= WHAT THE EXERCISE ASKS =
Show each line of the data below that contains the word "hinge".

-- START OF RECORDS --

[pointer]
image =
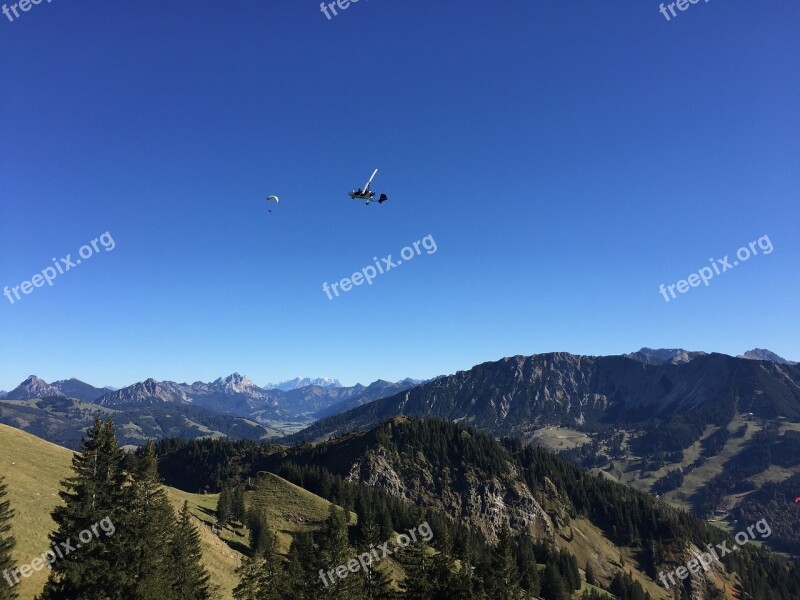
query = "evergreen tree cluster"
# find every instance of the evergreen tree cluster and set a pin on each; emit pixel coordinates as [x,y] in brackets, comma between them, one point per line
[654,531]
[147,554]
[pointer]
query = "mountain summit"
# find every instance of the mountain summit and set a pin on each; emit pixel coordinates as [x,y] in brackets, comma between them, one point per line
[763,354]
[33,387]
[301,382]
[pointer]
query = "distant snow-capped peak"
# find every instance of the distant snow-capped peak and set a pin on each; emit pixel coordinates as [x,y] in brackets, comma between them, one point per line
[299,382]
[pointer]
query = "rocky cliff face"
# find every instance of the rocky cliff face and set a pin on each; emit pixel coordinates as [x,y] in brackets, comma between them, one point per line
[483,500]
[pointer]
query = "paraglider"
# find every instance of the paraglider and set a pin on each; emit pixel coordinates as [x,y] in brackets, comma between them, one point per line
[367,194]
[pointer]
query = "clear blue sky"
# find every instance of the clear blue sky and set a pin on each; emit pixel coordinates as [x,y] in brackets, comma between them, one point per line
[567,158]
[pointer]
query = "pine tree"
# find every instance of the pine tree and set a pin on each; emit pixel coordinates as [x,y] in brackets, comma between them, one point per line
[238,510]
[418,565]
[224,506]
[252,579]
[553,586]
[190,580]
[261,576]
[590,578]
[335,551]
[7,591]
[504,581]
[376,585]
[151,531]
[94,496]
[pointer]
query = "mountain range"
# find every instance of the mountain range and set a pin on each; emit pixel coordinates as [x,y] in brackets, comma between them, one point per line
[518,395]
[298,382]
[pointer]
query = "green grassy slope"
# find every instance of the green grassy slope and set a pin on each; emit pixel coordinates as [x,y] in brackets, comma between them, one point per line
[34,468]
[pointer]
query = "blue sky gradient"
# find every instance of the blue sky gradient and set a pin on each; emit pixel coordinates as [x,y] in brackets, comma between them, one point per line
[567,158]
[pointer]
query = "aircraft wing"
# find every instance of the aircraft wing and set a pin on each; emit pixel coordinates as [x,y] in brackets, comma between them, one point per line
[366,187]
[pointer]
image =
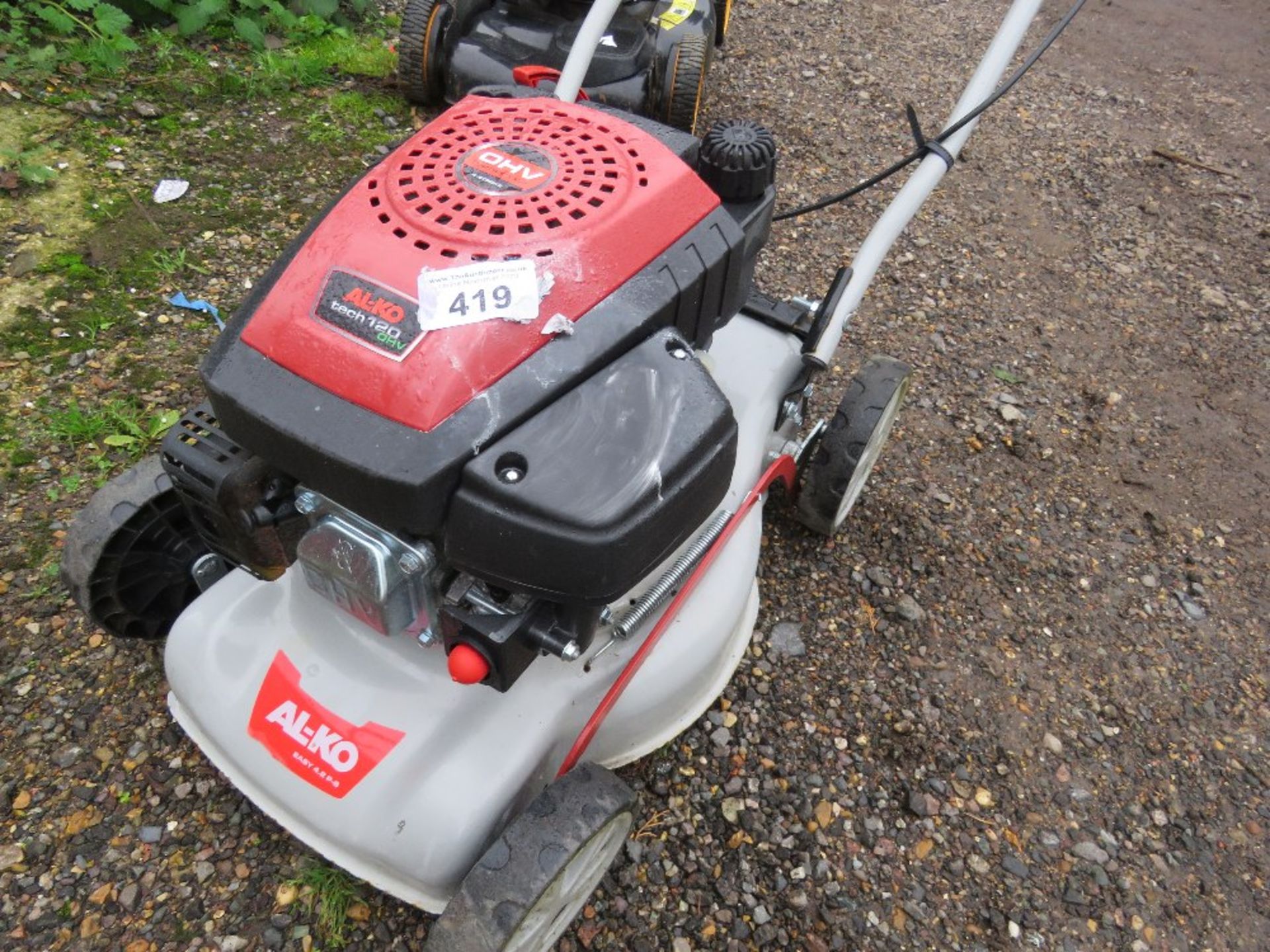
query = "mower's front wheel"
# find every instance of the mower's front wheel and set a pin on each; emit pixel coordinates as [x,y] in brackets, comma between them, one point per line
[419,50]
[685,83]
[540,873]
[851,444]
[130,554]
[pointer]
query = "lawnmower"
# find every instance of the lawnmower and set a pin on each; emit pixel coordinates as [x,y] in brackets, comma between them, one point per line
[650,59]
[472,516]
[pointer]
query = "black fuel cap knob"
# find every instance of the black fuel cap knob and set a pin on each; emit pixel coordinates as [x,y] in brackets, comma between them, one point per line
[738,160]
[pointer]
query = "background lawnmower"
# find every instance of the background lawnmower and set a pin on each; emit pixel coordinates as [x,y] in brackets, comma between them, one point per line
[497,426]
[651,59]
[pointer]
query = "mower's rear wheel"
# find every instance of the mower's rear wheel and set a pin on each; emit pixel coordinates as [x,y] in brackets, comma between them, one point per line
[686,83]
[540,873]
[128,555]
[853,442]
[419,50]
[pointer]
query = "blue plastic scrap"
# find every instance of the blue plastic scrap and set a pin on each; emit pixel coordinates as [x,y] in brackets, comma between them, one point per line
[179,300]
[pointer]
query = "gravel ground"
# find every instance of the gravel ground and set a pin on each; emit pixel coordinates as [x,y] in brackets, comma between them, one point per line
[1020,701]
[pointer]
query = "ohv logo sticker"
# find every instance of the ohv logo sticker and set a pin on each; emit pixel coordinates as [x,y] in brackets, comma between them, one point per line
[498,168]
[310,740]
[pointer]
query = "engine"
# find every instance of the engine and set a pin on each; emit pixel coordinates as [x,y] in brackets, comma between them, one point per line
[468,400]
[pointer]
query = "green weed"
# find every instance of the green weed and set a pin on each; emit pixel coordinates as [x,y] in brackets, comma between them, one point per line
[30,165]
[329,891]
[117,424]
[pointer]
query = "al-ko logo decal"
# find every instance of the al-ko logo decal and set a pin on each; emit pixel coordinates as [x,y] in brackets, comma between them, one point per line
[314,743]
[380,317]
[501,168]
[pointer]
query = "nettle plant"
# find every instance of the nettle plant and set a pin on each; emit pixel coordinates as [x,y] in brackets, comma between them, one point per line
[41,33]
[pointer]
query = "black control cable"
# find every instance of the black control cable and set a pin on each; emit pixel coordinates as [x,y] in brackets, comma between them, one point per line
[929,146]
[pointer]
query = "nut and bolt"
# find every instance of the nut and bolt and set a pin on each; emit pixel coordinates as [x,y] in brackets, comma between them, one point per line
[306,503]
[409,563]
[427,637]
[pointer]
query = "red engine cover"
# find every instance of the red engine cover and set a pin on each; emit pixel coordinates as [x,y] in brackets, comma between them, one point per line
[589,200]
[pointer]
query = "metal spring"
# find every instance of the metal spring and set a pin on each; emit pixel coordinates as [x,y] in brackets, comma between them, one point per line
[652,600]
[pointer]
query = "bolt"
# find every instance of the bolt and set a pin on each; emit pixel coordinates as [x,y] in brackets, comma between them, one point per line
[427,637]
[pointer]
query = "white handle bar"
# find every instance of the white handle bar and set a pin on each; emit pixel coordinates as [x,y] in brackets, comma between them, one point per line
[583,50]
[927,175]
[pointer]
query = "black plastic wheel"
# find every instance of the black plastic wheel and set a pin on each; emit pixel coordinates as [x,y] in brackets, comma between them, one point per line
[421,52]
[723,19]
[130,553]
[685,83]
[534,881]
[850,446]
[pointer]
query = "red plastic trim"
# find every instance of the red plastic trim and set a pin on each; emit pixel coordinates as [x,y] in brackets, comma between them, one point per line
[534,75]
[468,666]
[784,470]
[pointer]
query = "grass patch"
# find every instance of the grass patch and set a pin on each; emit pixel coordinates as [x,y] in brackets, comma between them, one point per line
[118,423]
[329,892]
[349,120]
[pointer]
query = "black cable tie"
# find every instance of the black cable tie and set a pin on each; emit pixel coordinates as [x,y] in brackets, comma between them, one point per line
[929,146]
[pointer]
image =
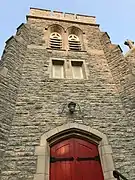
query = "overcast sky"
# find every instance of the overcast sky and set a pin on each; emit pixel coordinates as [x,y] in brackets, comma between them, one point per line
[117,17]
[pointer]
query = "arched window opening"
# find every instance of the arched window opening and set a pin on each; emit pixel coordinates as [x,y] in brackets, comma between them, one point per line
[75,38]
[55,40]
[55,36]
[74,42]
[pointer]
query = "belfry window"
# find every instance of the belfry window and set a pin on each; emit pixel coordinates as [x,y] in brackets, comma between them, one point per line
[55,40]
[74,42]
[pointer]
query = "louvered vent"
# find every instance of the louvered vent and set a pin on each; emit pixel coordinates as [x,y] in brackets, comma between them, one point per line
[55,40]
[74,42]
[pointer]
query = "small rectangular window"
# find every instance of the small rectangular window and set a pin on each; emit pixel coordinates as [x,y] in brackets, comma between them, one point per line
[77,69]
[57,69]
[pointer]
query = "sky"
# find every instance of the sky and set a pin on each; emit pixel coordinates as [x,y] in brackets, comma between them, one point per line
[117,17]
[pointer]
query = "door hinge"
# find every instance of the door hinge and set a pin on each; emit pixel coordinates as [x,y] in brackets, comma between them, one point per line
[55,159]
[96,158]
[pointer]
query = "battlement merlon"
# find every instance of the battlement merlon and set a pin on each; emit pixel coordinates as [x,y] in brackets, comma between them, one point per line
[48,14]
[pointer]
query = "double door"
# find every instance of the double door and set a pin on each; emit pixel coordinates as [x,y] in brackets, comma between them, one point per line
[75,159]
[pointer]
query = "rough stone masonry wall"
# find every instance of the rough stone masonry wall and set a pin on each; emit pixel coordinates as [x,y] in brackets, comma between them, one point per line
[10,75]
[125,81]
[40,98]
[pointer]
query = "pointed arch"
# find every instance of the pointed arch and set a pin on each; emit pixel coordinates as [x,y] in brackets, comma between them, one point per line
[65,131]
[55,36]
[75,38]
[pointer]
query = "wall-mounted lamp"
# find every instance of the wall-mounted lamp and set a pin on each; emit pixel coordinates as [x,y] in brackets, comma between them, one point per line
[71,107]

-- END OF RECORDS --

= EXERCISE OUTPUT =
query = "door hinge"
# find every instance of the door hinge and set a pin on each; emit pixel coordinates as [x,y] in brackets, comma between them, one point per line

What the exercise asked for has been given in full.